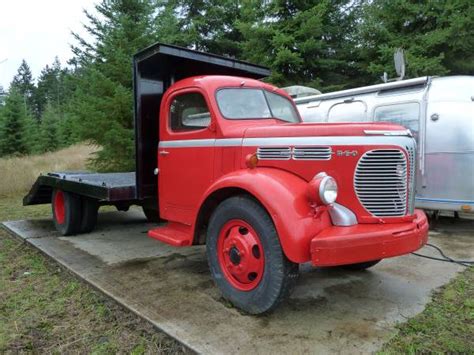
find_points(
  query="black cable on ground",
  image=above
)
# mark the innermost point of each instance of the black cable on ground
(445, 257)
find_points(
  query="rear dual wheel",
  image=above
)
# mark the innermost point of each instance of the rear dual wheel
(73, 214)
(245, 257)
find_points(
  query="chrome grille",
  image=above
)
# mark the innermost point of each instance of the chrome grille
(381, 182)
(312, 153)
(274, 153)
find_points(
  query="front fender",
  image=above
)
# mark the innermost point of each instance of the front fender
(283, 195)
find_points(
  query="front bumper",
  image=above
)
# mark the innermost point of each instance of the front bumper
(365, 242)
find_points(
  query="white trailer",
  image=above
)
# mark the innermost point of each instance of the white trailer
(440, 113)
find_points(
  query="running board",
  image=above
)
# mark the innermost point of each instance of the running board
(175, 234)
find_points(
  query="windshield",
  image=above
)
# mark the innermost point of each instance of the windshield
(243, 103)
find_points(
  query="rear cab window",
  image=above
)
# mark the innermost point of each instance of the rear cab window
(189, 111)
(250, 103)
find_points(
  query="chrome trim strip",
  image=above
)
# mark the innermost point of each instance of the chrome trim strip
(401, 141)
(191, 143)
(228, 142)
(405, 132)
(187, 143)
(327, 141)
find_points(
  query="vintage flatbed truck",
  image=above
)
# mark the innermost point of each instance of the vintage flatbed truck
(224, 160)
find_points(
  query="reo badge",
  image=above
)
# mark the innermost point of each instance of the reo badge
(347, 153)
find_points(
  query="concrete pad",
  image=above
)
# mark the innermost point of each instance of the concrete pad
(330, 311)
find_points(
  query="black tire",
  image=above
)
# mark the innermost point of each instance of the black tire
(68, 221)
(151, 214)
(360, 266)
(279, 275)
(90, 210)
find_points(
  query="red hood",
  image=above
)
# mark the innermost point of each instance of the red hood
(318, 129)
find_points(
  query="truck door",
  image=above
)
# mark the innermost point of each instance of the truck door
(185, 154)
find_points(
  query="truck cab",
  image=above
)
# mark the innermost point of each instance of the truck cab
(225, 160)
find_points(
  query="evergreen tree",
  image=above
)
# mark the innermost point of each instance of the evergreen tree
(3, 94)
(12, 130)
(205, 25)
(32, 135)
(50, 87)
(23, 84)
(437, 36)
(103, 101)
(303, 42)
(49, 131)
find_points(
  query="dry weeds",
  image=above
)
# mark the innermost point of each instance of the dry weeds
(17, 174)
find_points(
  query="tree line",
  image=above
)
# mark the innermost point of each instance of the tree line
(326, 44)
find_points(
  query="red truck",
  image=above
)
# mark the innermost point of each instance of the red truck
(224, 160)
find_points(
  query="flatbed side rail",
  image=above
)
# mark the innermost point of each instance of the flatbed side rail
(104, 192)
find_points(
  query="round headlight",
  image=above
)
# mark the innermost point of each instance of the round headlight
(328, 190)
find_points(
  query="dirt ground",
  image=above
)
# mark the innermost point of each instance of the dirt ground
(329, 311)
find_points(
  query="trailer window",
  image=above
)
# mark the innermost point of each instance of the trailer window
(189, 111)
(243, 103)
(406, 115)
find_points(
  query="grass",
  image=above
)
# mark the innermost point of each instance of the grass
(44, 309)
(445, 326)
(17, 174)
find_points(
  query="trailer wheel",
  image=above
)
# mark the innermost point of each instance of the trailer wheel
(245, 257)
(90, 209)
(66, 209)
(360, 266)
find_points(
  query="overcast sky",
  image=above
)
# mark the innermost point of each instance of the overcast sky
(37, 31)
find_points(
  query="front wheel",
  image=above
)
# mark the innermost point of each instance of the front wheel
(245, 256)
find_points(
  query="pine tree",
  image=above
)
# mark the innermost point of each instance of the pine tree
(437, 36)
(50, 87)
(3, 94)
(103, 101)
(205, 25)
(12, 130)
(303, 42)
(49, 129)
(23, 84)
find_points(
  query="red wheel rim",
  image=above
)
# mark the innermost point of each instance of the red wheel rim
(241, 256)
(59, 208)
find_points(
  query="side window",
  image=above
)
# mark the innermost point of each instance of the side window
(189, 112)
(406, 115)
(355, 111)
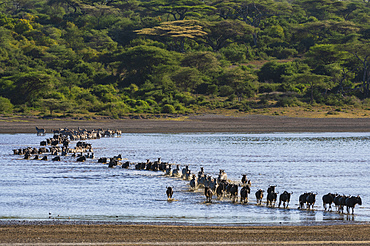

* [INSTRUCTIONS FOR THE TASK]: Count the lines above that contain the word "weeds", and give only that number.

* [ANSWER TO THIS PROBLEM]: 2